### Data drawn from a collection
________________________________________
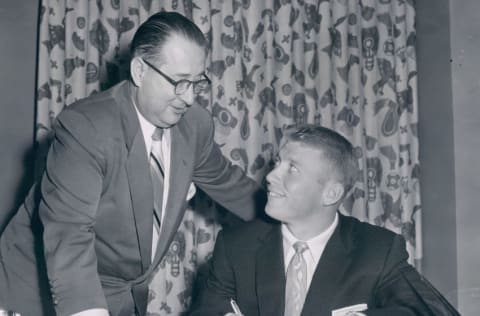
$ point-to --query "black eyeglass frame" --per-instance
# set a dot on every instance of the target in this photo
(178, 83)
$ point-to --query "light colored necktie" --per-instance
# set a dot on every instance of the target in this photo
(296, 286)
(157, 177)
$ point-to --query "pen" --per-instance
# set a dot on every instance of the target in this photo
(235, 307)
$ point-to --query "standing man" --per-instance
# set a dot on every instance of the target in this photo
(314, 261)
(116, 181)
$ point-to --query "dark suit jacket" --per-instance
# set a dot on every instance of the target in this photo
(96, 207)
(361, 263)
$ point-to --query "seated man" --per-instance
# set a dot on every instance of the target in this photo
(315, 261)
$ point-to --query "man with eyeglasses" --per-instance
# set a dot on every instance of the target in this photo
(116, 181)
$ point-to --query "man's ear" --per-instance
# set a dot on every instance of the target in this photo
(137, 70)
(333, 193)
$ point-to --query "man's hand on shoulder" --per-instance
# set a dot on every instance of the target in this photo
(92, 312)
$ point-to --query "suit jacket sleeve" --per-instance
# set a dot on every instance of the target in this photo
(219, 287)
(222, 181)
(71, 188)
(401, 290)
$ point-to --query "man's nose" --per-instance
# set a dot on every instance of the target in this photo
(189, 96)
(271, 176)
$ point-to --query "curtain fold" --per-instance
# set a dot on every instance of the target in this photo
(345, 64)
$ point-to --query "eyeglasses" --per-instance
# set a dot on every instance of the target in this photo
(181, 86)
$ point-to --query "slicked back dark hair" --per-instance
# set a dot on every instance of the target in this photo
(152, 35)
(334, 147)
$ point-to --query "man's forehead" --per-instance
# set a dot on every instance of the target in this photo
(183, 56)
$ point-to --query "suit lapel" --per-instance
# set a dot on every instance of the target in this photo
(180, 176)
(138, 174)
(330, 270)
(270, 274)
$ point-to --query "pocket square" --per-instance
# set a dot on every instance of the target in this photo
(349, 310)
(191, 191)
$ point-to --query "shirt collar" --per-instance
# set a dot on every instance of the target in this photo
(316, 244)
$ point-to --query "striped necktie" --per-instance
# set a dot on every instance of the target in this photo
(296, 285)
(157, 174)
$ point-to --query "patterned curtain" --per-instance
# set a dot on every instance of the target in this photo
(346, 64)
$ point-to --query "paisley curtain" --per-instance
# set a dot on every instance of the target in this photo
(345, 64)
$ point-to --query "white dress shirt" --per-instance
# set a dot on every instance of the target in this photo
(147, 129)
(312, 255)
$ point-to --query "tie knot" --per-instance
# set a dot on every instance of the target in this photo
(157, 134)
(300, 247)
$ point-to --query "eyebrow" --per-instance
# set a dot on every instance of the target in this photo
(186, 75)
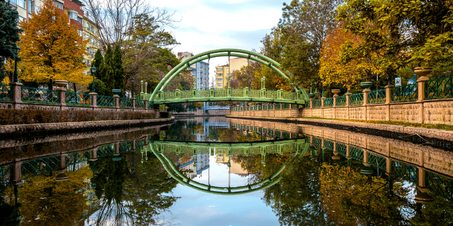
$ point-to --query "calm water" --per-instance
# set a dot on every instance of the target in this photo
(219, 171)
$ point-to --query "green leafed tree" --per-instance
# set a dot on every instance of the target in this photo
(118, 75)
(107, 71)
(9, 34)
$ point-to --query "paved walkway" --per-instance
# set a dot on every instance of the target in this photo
________________________________________
### Problem to work on
Which lines of the data contain the word "necktie"? Report each of those lines in full.

### Task result
$ point-to --query "light colored necktie" --per-instance
$ point-to --query "striped necktie" --per-instance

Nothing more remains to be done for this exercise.